> SOURCE:
────

There is also a second factor, it is much easier to read a newspaper on the way to work in a city with a good public transportation system, where you can read the paper on the bus, subway or train. So how much has commuting habits to do with consuming news on a smart phone or tablet?

It’s unclear if AP has anything to do with the survey (i.e. Was the ad on the AP app paid for by the university or is  it a “house ad,” with AP participating and working with the data? Perhaps someone can clarify in comments)

But this is clear, with the crisis in journalism, this type of survey is not a help, it’s a hindrance.  If it’s American parochialism,  same old same old  will continue to fail with a world-wide audience and increasing world-wide tablet sales. If it’s the iTunes giveaway setting the survey parameters, it’s a bad as any survey that  is paid for by a corporate sponsor with a pre-determined outcome.  If it’s because of a lack of budget due to current restraints that make it impossible to crunch numbers from 15 million tablet owners, then the survey should have been done like someone like Pew who can look at the planetary picture.

Garbage in, Garbage out has no place in shaping the future of news.

NOTE and UPDATE
:  I can get Canadian news, via The Canadian Press (an organization I occasionally string for) via the AP app on my Android smart phone.   But the Local News function on the AP Ipad doesn’t work, My Ipad insists that I live in Manhattan, not Kitimat.

Two days after I made the initial post, on Oct. 27, 2010, I sent a note via my Ipad to AP tech support asking why can I get Canadian news on the Android and not on the iPad? I got a reply  “A Customer Support representative will respond within the next 24 hours.”

────

Extracted entries
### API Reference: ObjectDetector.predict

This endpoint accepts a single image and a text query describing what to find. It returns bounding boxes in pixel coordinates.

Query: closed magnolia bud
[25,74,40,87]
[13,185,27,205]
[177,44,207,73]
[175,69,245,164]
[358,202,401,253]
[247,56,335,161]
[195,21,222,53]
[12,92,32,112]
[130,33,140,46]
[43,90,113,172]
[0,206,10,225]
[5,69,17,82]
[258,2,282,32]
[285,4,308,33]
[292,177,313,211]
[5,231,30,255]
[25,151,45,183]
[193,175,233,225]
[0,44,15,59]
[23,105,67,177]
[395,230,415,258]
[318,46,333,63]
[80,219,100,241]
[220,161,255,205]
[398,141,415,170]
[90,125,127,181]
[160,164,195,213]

────

> EXERCISE SET:
1) According to the blog post on the news survey, where does the iPad insist the writer lives?
2) Give every nonblank line of the entries as a Markdown table with the columns Row and Line, numbering the rows in order.
The blog post and the entries have nothing to do with each other.

> THE REPLIES:
1) Manhattan, not Kitimat.

2)
| Row | Line |
|---|---|
| 1 | ### API Reference: ObjectDetector.predict |
| 2 | This endpoint accepts a single image and a text query describing what to find. It returns bounding boxes in pixel coordinates. |
| 3 | Query: closed magnolia bud |
| 4 | [25,74,40,87] |
| 5 | [13,185,27,205] |
| 6 | [177,44,207,73] |
| 7 | [175,69,245,164] |
| 8 | [358,202,401,253] |
| 9 | [247,56,335,161] |
| 10 | [195,21,222,53] |
| 11 | [12,92,32,112] |
| 12 | [130,33,140,46] |
| 13 | [43,90,113,172] |
| 14 | [0,206,10,225] |
| 15 | [5,69,17,82] |
| 16 | [258,2,282,32] |
| 17 | [285,4,308,33] |
| 18 | [292,177,313,211] |
| 19 | [5,231,30,255] |
| 20 | [25,151,45,183] |
| 21 | [193,175,233,225] |
| 22 | [0,44,15,59] |
| 23 | [23,105,67,177] |
| 24 | [395,230,415,258] |
| 25 | [318,46,333,63] |
| 26 | [80,219,100,241] |
| 27 | [220,161,255,205] |
| 28 | [398,141,415,170] |
| 29 | [90,125,127,181] |
| 30 | [160,164,195,213] |